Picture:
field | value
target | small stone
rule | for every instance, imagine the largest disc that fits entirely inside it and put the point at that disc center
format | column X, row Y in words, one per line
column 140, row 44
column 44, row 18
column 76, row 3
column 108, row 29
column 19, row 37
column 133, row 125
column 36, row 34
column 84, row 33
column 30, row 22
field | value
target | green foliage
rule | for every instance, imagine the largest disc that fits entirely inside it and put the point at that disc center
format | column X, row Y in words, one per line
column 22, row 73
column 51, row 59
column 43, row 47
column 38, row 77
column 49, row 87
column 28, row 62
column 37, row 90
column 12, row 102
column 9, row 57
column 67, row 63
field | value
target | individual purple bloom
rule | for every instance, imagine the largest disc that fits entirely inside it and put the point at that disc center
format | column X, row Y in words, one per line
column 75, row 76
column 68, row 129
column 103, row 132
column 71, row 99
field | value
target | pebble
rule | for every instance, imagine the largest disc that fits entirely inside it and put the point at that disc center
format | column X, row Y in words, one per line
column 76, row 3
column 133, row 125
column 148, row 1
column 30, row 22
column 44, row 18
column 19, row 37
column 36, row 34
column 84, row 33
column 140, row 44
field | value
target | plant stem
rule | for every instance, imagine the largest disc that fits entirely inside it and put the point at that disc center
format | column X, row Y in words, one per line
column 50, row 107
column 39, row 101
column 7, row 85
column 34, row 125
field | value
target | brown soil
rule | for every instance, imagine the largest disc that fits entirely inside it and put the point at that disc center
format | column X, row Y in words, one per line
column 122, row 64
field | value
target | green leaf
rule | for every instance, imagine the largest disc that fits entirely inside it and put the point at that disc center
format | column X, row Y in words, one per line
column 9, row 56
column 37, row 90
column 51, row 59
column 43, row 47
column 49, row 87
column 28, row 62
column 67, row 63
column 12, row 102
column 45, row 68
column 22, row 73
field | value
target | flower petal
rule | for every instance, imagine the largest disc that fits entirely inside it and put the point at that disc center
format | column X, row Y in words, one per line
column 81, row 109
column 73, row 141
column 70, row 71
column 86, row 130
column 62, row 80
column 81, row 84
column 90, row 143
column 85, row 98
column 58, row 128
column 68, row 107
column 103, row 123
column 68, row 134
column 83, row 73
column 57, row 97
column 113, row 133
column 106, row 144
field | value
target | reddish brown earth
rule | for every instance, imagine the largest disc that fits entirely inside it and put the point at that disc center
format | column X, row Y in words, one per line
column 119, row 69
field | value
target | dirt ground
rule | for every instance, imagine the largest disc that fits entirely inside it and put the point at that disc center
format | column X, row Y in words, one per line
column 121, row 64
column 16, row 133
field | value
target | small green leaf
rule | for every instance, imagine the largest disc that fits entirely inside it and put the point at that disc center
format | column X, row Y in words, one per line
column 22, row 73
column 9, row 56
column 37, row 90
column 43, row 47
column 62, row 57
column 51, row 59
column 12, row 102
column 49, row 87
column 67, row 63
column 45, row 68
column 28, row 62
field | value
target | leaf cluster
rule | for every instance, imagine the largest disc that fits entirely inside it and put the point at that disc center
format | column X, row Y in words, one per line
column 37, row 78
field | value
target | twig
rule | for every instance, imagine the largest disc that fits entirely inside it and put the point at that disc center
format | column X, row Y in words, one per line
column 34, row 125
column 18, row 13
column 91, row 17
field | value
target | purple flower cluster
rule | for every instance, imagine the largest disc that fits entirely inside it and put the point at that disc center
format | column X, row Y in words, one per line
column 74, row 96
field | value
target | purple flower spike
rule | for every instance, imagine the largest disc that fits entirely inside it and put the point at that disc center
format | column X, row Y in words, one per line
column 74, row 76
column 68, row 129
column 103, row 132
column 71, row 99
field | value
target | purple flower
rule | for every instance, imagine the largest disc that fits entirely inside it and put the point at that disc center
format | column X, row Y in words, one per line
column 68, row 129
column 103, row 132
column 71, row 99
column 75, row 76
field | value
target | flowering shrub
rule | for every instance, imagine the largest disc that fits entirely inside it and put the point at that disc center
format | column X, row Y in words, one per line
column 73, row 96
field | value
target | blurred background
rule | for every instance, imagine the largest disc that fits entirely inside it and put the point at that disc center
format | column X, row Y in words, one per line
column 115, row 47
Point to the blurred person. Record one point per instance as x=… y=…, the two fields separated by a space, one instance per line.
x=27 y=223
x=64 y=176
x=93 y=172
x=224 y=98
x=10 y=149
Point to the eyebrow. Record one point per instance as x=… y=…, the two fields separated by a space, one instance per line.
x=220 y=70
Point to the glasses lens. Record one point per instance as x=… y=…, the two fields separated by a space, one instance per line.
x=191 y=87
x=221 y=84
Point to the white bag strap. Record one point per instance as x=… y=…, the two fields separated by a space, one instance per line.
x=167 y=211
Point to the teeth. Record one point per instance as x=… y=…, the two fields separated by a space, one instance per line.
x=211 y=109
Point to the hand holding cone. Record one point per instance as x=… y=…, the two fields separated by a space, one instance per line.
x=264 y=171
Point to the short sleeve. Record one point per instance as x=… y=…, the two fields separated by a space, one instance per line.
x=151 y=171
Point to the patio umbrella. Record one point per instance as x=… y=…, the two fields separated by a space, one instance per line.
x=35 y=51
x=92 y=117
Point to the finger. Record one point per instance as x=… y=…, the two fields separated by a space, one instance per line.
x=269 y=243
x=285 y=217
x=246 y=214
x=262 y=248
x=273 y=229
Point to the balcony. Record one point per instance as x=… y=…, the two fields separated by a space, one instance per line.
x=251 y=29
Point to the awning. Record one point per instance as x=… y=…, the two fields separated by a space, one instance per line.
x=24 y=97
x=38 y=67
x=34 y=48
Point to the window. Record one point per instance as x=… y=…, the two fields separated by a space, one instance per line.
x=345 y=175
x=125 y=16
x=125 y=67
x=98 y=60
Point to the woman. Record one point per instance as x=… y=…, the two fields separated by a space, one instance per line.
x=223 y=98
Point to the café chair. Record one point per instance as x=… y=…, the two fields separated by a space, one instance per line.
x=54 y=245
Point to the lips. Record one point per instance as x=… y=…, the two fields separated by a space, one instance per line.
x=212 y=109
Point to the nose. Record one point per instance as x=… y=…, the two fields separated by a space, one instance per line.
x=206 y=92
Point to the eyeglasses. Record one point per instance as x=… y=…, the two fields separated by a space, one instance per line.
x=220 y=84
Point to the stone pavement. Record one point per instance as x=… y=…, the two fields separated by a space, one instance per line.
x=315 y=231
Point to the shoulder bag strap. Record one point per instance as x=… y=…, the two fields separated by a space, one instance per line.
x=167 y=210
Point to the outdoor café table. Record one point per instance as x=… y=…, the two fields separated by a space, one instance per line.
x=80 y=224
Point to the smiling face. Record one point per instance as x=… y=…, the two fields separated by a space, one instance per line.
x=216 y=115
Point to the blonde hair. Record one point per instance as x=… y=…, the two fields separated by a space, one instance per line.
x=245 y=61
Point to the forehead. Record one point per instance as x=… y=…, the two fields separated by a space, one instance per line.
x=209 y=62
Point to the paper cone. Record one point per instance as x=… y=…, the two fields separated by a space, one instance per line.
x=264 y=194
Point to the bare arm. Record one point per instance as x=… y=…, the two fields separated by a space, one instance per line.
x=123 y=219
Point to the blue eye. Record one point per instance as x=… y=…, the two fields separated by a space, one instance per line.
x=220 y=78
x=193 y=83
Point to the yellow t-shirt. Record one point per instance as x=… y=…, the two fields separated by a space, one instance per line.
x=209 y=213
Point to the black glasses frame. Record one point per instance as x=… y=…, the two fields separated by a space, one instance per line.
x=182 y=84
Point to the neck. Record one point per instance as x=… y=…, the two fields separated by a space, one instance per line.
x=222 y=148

## Work instruction
Copy all lines from the material above that hold the word "cluster".

## Task result
target | leaf cluster
target | purple flower cluster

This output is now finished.